**The task**: Repeat exactly the lines from the start of the material below up to and including the "positive clicks: (895, 318) (812, 262)" line.

Start of Provided records

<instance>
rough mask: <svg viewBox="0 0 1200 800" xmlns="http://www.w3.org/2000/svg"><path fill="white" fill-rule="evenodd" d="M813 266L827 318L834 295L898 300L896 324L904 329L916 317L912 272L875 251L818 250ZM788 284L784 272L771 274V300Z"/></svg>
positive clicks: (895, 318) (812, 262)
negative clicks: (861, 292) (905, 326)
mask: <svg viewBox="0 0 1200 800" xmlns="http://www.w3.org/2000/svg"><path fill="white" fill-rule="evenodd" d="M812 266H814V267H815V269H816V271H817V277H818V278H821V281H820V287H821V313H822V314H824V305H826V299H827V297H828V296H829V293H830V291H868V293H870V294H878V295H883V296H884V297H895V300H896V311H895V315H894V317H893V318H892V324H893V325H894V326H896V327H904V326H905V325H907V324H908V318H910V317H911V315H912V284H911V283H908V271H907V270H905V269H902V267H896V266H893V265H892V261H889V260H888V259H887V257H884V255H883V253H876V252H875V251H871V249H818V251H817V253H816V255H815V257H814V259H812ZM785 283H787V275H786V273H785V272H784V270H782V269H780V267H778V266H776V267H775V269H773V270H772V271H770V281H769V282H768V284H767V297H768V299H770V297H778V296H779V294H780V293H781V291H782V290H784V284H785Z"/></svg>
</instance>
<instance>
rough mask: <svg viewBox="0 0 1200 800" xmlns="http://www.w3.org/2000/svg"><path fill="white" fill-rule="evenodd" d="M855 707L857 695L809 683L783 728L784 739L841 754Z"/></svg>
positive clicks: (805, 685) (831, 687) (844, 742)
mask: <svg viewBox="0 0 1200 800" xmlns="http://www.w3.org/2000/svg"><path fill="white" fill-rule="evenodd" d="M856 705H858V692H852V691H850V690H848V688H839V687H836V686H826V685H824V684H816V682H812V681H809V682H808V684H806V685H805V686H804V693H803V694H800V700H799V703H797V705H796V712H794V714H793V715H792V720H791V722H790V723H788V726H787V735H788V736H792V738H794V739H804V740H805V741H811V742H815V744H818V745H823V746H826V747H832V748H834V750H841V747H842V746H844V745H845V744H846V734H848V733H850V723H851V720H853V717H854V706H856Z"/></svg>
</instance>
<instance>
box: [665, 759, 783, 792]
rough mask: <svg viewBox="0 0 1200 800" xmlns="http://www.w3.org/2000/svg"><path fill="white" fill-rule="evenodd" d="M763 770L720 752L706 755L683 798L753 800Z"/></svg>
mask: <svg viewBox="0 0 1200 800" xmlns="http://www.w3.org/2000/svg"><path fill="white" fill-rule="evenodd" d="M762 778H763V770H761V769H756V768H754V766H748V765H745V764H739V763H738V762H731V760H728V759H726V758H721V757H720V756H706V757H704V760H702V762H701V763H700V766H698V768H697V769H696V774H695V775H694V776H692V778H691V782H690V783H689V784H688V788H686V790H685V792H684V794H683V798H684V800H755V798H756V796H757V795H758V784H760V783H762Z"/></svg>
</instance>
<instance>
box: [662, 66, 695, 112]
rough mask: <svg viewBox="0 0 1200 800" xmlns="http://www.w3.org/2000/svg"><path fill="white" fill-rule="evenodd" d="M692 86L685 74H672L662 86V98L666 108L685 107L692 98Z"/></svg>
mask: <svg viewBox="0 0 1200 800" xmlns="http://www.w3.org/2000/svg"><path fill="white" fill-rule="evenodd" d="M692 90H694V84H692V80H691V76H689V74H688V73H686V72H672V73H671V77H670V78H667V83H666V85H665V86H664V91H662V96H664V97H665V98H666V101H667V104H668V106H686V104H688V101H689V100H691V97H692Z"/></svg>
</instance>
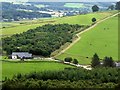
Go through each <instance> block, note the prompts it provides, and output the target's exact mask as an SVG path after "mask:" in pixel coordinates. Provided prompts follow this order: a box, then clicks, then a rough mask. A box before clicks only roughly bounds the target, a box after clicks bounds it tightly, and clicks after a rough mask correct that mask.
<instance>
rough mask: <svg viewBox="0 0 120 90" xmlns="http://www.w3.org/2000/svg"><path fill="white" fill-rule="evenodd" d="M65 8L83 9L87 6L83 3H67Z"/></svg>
mask: <svg viewBox="0 0 120 90" xmlns="http://www.w3.org/2000/svg"><path fill="white" fill-rule="evenodd" d="M64 7H69V8H83V7H85V6H84V4H82V3H65V5H64Z"/></svg>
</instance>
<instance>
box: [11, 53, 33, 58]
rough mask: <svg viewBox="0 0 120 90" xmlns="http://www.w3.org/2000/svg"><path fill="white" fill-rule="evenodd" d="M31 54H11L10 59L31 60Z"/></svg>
mask: <svg viewBox="0 0 120 90" xmlns="http://www.w3.org/2000/svg"><path fill="white" fill-rule="evenodd" d="M31 58H32V54H31V53H28V52H13V53H12V59H31Z"/></svg>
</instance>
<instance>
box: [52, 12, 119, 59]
mask: <svg viewBox="0 0 120 90" xmlns="http://www.w3.org/2000/svg"><path fill="white" fill-rule="evenodd" d="M118 14H120V12H118V13H116V14H114V15H111V16H108V17H106V18H104V19H102V20H100V21H98V22H96V23H95V24H94V25H92V26H90V27H89V28H87V29H85V30H84V31H81V32H80V33H78V34H76V36H77V37H78V38H77V39H76V40H74V41H73V42H72V43H71V44H70V45H69V46H68V47H67V48H65V49H64V50H62V51H61V52H60V53H58V54H57V55H55V56H54V57H57V56H59V55H61V54H62V53H64V52H65V51H66V50H68V49H69V48H71V47H72V46H73V45H74V44H76V43H77V42H78V41H79V40H80V39H81V36H80V35H81V34H83V33H85V32H87V31H89V30H91V29H92V28H94V27H96V26H97V25H98V24H99V23H101V22H103V21H105V20H107V19H109V18H112V17H114V16H116V15H118Z"/></svg>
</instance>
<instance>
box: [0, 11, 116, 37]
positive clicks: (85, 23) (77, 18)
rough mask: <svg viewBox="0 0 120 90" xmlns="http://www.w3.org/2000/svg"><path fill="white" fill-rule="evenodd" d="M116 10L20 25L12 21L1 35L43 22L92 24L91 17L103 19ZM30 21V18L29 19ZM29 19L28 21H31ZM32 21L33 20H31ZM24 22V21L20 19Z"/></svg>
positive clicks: (23, 31)
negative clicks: (114, 10) (16, 24)
mask: <svg viewBox="0 0 120 90" xmlns="http://www.w3.org/2000/svg"><path fill="white" fill-rule="evenodd" d="M115 12H116V11H113V12H98V13H90V14H85V15H77V16H70V17H62V18H51V19H45V20H43V21H42V20H40V21H38V22H36V23H35V22H34V23H28V22H26V21H25V22H26V24H21V25H16V24H19V23H20V22H19V23H14V24H13V23H12V25H13V26H14V27H6V28H3V29H1V31H2V36H10V35H12V34H17V33H22V32H25V31H27V30H29V29H33V28H36V27H38V26H42V25H45V24H59V23H60V24H62V23H68V24H80V25H89V24H92V21H91V19H92V18H93V17H95V18H96V19H97V21H98V20H100V19H103V18H105V17H107V16H109V15H112V14H113V13H115ZM31 21H32V20H31ZM31 21H29V22H31ZM32 22H33V21H32ZM22 23H24V21H22ZM4 25H5V23H4Z"/></svg>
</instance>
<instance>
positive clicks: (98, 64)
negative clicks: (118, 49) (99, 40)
mask: <svg viewBox="0 0 120 90" xmlns="http://www.w3.org/2000/svg"><path fill="white" fill-rule="evenodd" d="M91 66H92V67H98V66H105V67H115V62H114V61H113V59H112V57H105V58H104V59H103V61H102V62H100V58H99V56H98V55H97V54H96V53H95V54H94V56H93V58H92V62H91Z"/></svg>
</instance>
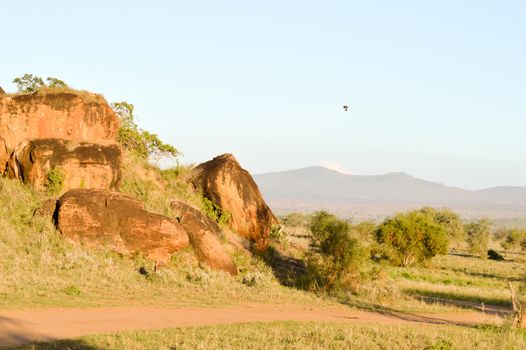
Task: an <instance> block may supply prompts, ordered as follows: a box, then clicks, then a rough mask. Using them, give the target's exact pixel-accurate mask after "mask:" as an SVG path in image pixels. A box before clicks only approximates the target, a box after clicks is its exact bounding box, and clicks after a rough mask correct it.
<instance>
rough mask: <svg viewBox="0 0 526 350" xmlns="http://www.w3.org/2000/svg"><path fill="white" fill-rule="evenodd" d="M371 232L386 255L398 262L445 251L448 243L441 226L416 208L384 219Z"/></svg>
mask: <svg viewBox="0 0 526 350" xmlns="http://www.w3.org/2000/svg"><path fill="white" fill-rule="evenodd" d="M375 235H376V240H377V242H378V243H379V244H381V245H382V247H383V248H384V253H385V255H386V257H387V258H388V259H389V260H390V261H391V262H392V263H393V264H395V265H398V266H411V265H413V264H415V263H416V262H424V261H427V260H430V259H431V258H432V257H434V256H435V255H438V254H446V252H447V246H448V243H449V242H448V238H447V233H446V230H445V229H444V227H443V226H441V225H438V224H436V223H435V222H434V220H433V219H432V218H431V217H430V216H429V215H426V214H424V213H422V212H420V211H412V212H409V213H405V214H398V215H396V216H394V217H392V218H388V219H386V220H385V221H384V222H383V223H382V224H381V225H380V226H378V228H377V230H376V233H375Z"/></svg>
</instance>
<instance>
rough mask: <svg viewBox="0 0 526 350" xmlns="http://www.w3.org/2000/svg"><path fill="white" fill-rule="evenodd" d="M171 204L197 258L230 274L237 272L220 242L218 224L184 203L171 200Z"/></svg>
mask: <svg viewBox="0 0 526 350" xmlns="http://www.w3.org/2000/svg"><path fill="white" fill-rule="evenodd" d="M171 205H172V209H173V210H174V213H175V215H176V216H177V218H178V221H179V223H180V224H181V226H183V228H184V230H185V231H186V233H187V234H188V238H189V239H190V244H191V245H192V247H193V248H194V252H195V254H196V256H197V259H198V260H199V261H202V262H204V263H206V264H207V265H208V266H210V267H211V268H213V269H215V270H223V271H226V272H228V273H230V274H231V275H235V274H237V268H236V265H235V264H234V262H233V261H232V258H230V256H229V255H228V254H227V252H226V251H225V249H224V248H223V245H222V244H221V242H220V236H221V229H220V228H219V226H218V225H217V224H216V223H215V222H214V221H212V220H210V219H209V218H208V217H206V216H205V215H203V214H202V213H201V212H200V211H199V210H198V209H196V208H194V207H192V206H190V205H188V204H186V203H183V202H180V201H173V202H172V203H171Z"/></svg>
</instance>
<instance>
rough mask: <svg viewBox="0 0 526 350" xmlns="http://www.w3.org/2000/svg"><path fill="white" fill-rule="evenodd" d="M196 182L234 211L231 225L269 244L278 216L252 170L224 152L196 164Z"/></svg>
mask: <svg viewBox="0 0 526 350" xmlns="http://www.w3.org/2000/svg"><path fill="white" fill-rule="evenodd" d="M193 173H194V185H195V186H196V187H197V188H199V189H200V190H202V191H203V194H204V195H205V196H206V197H207V198H208V199H210V200H211V201H212V202H214V203H215V204H216V205H218V206H219V207H221V209H222V210H223V211H227V212H228V213H229V214H230V222H229V226H230V227H231V228H232V229H233V230H234V231H236V232H237V233H238V234H239V235H240V236H242V237H245V238H247V239H249V240H251V241H252V242H254V243H255V246H256V248H257V249H259V250H264V249H266V248H267V247H268V243H269V237H270V231H271V229H272V226H274V225H277V224H278V220H277V219H276V217H275V216H274V214H273V213H272V211H271V210H270V208H269V206H268V205H267V204H266V203H265V200H264V199H263V196H262V195H261V192H260V191H259V188H258V186H257V185H256V183H255V181H254V179H253V178H252V176H251V175H250V173H249V172H248V171H246V170H245V169H243V168H242V167H241V165H240V164H239V162H238V161H237V160H236V159H235V158H234V156H233V155H231V154H223V155H220V156H218V157H215V158H214V159H212V160H210V161H208V162H205V163H202V164H200V165H198V166H197V167H195V168H194V170H193Z"/></svg>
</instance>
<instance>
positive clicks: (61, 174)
mask: <svg viewBox="0 0 526 350" xmlns="http://www.w3.org/2000/svg"><path fill="white" fill-rule="evenodd" d="M65 180H66V173H65V172H64V170H63V169H62V168H61V167H54V168H53V169H51V170H49V171H48V172H47V174H46V184H45V187H46V190H47V191H48V193H49V194H50V195H58V194H60V193H61V192H62V190H63V189H64V181H65Z"/></svg>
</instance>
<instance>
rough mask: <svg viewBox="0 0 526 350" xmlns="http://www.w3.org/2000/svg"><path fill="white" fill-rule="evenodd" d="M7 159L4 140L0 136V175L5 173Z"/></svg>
mask: <svg viewBox="0 0 526 350" xmlns="http://www.w3.org/2000/svg"><path fill="white" fill-rule="evenodd" d="M8 159H9V154H8V153H7V147H6V145H5V141H4V139H3V138H1V137H0V176H2V175H4V173H5V170H6V167H7V160H8Z"/></svg>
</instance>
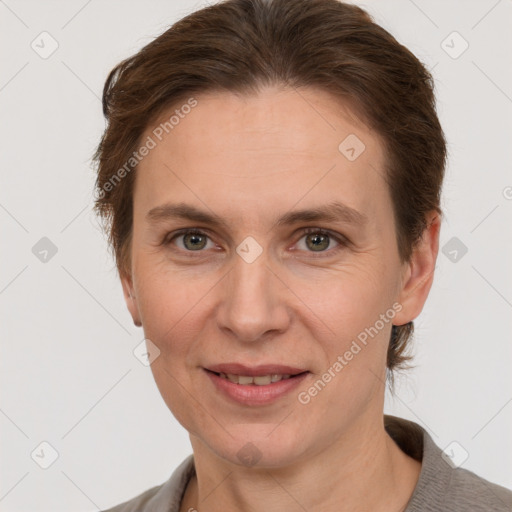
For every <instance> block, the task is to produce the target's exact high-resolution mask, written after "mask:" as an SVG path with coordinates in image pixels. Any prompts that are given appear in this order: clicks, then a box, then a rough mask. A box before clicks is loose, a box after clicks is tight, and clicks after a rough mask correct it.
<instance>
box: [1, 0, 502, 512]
mask: <svg viewBox="0 0 512 512" xmlns="http://www.w3.org/2000/svg"><path fill="white" fill-rule="evenodd" d="M355 3H358V4H359V5H361V6H363V7H366V8H367V9H368V10H369V12H370V13H371V14H372V15H373V16H374V18H375V20H376V21H377V22H378V23H380V24H381V25H383V26H384V27H385V28H386V29H388V30H389V31H390V32H391V33H392V34H393V35H394V36H395V37H396V38H397V39H398V40H399V41H400V42H401V43H403V44H405V45H406V46H407V47H408V48H409V49H411V50H412V51H413V52H414V53H415V54H416V55H417V56H418V57H419V58H420V59H421V60H422V61H423V62H424V63H425V64H426V65H427V67H428V68H429V69H431V70H433V75H434V77H435V80H436V88H437V97H438V111H439V116H440V118H441V122H442V124H443V127H444V129H445V133H446V136H447V139H448V143H449V163H448V169H447V175H446V180H445V185H444V195H443V204H442V206H443V208H444V211H445V215H446V217H445V222H444V224H443V226H442V229H441V251H440V253H439V257H438V264H437V269H436V276H435V280H434V285H433V287H432V291H431V293H430V297H429V300H428V302H427V305H426V307H425V309H424V311H423V312H422V314H421V315H420V317H419V318H418V319H417V320H416V321H415V325H416V341H415V348H414V353H415V363H416V365H417V367H416V369H414V370H411V371H410V372H409V373H408V374H407V375H406V376H404V377H402V378H400V379H399V381H398V386H397V396H396V397H394V398H391V397H388V401H387V405H386V412H389V413H392V414H396V415H399V416H403V417H406V418H409V419H412V420H413V421H416V422H418V423H420V424H421V425H423V426H424V427H425V428H427V429H428V430H429V432H430V433H431V435H432V436H433V438H434V440H435V442H436V443H437V444H438V445H439V446H440V447H441V448H445V447H449V448H448V451H451V453H452V455H453V457H454V460H457V461H458V463H461V464H462V467H465V468H467V469H470V470H472V471H475V472H476V473H477V474H479V475H481V476H483V477H484V478H487V479H489V480H491V481H493V482H496V483H498V484H501V485H504V486H506V487H509V488H512V462H511V458H512V457H511V453H512V439H511V436H510V432H512V386H511V381H512V378H511V372H510V365H511V361H512V357H511V356H512V344H511V343H510V342H511V330H512V279H511V270H510V262H511V261H512V231H511V228H510V226H511V217H512V215H511V214H512V173H511V160H512V159H511V154H510V145H511V140H512V117H511V112H512V72H511V67H510V58H509V57H510V52H511V49H512V32H511V31H510V26H512V25H511V23H512V2H511V1H510V0H500V1H496V0H481V1H444V0H443V1H429V2H427V1H425V0H415V1H409V0H395V1H391V0H380V1H367V2H355ZM202 5H205V2H197V1H191V0H190V1H187V0H180V1H170V0H166V1H160V0H159V1H157V0H153V1H150V2H147V1H145V2H143V1H142V0H139V1H126V0H125V1H121V0H107V1H105V0H104V1H101V2H100V1H99V0H89V1H86V0H73V1H66V2H64V1H46V2H40V1H35V0H32V1H29V0H25V1H21V0H18V1H16V0H0V42H1V74H0V119H1V125H0V130H1V133H0V141H1V148H2V153H1V154H2V159H1V167H2V170H1V176H2V186H1V188H0V222H1V227H2V238H3V243H2V265H1V274H0V303H1V308H2V313H3V314H2V321H1V323H0V328H1V334H2V344H1V354H0V365H1V384H0V385H1V388H0V389H1V390H2V393H1V398H0V426H1V436H2V457H1V461H2V462H1V479H0V510H1V511H9V512H11V511H30V512H42V511H52V512H60V511H68V510H75V511H93V510H98V509H101V508H107V507H108V506H112V505H114V504H117V503H120V502H121V501H125V500H127V499H129V498H131V497H133V496H135V495H136V494H139V493H141V492H142V491H144V490H146V489H148V488H150V487H152V486H154V485H158V484H160V483H162V482H163V481H164V480H166V479H167V478H168V477H169V476H170V474H171V473H172V471H173V470H174V469H175V467H176V466H177V465H178V464H179V463H180V462H181V461H182V460H183V459H184V458H185V457H186V456H187V455H188V454H189V453H191V451H192V450H191V447H190V443H189V439H188V434H187V432H186V431H185V430H184V429H183V428H182V427H181V425H180V424H179V423H178V422H177V421H176V420H175V419H174V417H173V416H172V414H171V413H170V411H169V410H168V409H167V407H166V405H165V403H164V402H163V400H162V398H161V396H160V394H159V391H158V389H157V388H156V385H155V383H154V381H153V377H152V374H151V371H150V369H149V367H146V366H144V365H143V364H141V363H140V362H139V360H138V359H137V358H136V357H135V356H134V355H133V350H134V348H135V347H136V346H137V345H139V343H140V342H141V341H142V339H143V337H144V336H143V331H142V329H139V328H136V327H134V326H133V324H132V321H131V317H130V316H129V314H128V311H127V309H126V307H125V304H124V300H123V297H122V292H121V286H120V283H119V280H118V277H117V274H116V271H115V268H114V265H113V261H112V259H111V258H110V256H109V253H108V251H107V245H106V241H105V239H104V237H103V235H102V233H101V230H100V227H99V223H98V221H97V220H96V218H95V217H94V215H93V213H92V211H91V207H92V197H93V196H92V193H93V182H94V172H93V170H92V168H91V161H90V158H91V156H92V153H93V151H94V149H95V146H96V144H97V143H98V142H99V137H100V135H101V133H102V130H103V128H104V120H103V117H102V113H101V103H100V97H101V91H102V88H103V84H104V81H105V79H106V76H107V73H108V72H109V71H110V69H111V68H112V67H113V66H114V65H115V64H117V63H118V62H119V61H120V60H121V59H124V58H126V57H128V56H130V55H132V54H133V53H134V52H136V51H137V50H139V49H140V48H141V47H142V46H144V45H145V44H147V43H149V42H150V41H151V40H152V39H153V38H154V37H156V36H158V35H160V34H161V33H162V32H163V31H164V30H165V29H166V28H168V26H170V25H171V24H172V23H173V22H174V21H176V20H177V19H179V18H181V17H182V16H183V15H185V14H187V13H189V12H191V11H193V10H195V9H196V8H198V7H200V6H202ZM43 32H47V33H48V34H42V35H41V33H43ZM454 32H456V33H455V34H454ZM57 44H58V47H57V48H56V50H55V51H54V52H53V53H51V51H52V50H53V49H54V48H53V47H54V46H55V45H57ZM466 46H467V48H466ZM49 53H51V55H49ZM43 57H44V58H43ZM212 129H214V128H213V127H212ZM41 239H43V240H41ZM443 250H444V252H442V251H443ZM45 251H47V252H45ZM55 251H56V252H55ZM454 251H455V252H454ZM465 251H467V252H465ZM54 253H55V254H54ZM43 442H44V443H49V444H43V445H41V443H43ZM452 443H455V444H452ZM55 457H56V458H55ZM53 458H55V461H53ZM461 461H462V462H461ZM41 465H48V467H47V468H46V469H43V467H41Z"/></svg>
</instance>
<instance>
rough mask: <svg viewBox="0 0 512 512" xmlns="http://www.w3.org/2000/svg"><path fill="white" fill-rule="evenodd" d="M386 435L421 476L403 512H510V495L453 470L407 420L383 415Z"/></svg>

End of Provided records

**Written response**:
<instance>
rough mask: <svg viewBox="0 0 1200 800" xmlns="http://www.w3.org/2000/svg"><path fill="white" fill-rule="evenodd" d="M813 266L827 318L834 295L898 300L896 324L904 329L916 317L912 272L875 251L818 250ZM788 284L784 272L771 274V300Z"/></svg>
positive clicks: (895, 318) (812, 262)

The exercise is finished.